▸ THINGS TO DO
a) List every question in the table of contents of the apple genome FAQ.
b) Carry the apple genome FAQ forward from its final sentence.

▸ EXTRACT PROVIDED
┌────────

Apple Genome v1.0 Frequently Asked Questions
Table of Contents
- Why are there no sequences for each chromosome?
- What is the easiest way to get a sequence for a few contigs?
- How do I open the files for download on the apple genome project page?
- What is the difference between the consensus gene set and alternate gene set?
The Malus x domestica genome is heterozygous and during assembly reads from various haplotypes assembled together into different overlapping contigs. Rather than pick-and-choose one haplotype over another to form a consensus sequence the contigs have been organized into clusters (metacontigs) which in turn have been aligned to the chromosome using markers from the genetic map. Therefore, providing the genome in terms of ordered contigs preserves the haplotype information inherent in the sequences. More information about the assembly process can be found in the whole genome publication and its supplemental material.
A complete FASTA file of contig sequences can be obtained from the Apple Genome v1.0 Page here on GDR. The contigs of interest can be extract from this file. However, GBrowse may be used to extract a few sequences one at a time. To use GBrowse to obtain a sequence, first search for the contig of interest using the Search box labeled as 'Landmark or Region'. Next, click the contig. A new page or tab will open containing a small description for the contig follwed by the FASTA formatted sequence.

└────────

▸ ENTRIES SHOWN

┌────────

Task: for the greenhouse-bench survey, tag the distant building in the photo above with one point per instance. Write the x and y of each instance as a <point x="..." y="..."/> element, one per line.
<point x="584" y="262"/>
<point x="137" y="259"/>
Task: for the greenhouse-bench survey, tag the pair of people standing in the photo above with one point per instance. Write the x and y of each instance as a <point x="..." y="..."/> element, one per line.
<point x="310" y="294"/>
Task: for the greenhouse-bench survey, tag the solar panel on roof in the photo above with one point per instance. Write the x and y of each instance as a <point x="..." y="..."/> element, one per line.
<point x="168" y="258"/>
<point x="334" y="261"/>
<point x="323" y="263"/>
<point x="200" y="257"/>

└────────

▸ SET OF ANSWERS
a)
- Why are there no sequences for each chromosome?
- What is the easiest way to get a sequence for a few contigs?
- How do I open the files for download on the apple genome project page?
- What is the difference between the consensus gene set and alternate gene set?

b)
After downloading and uncompressing the files available on the apple genome project page, the files have various extensions such as '.nuc', '.gff' and others. All of these files, with the exception of the Excel files are plain text and can be opened by any text editor. Due to differences in the way UNIX and Windows operating systems store plain text, the files may not display properly using the 'notepad' program in Windows. However, any other text editor, in Windows including WordPad should open the files. Files with extension '.nuc' and '.pep' are FASTA files with nucelotide and protein sequences respectively. Files with a 'gff' or 'gff3' extension are in GFF format.
As explained in the 'Gene' sub-page of the genome page, gene models were predicted on the assembly contigs using various gene prediction tools such as Glimmer, FGENESH, Genewise, GMAP and Twinscan. A final consensus gene set was constructed using evidence derived from all of these gene prediction tools. Alternate genes sets include all the genes from the individual gene prediction tools. The supplemental data for the Apple Genome publication provides a better descriptions for how gene models were constructed.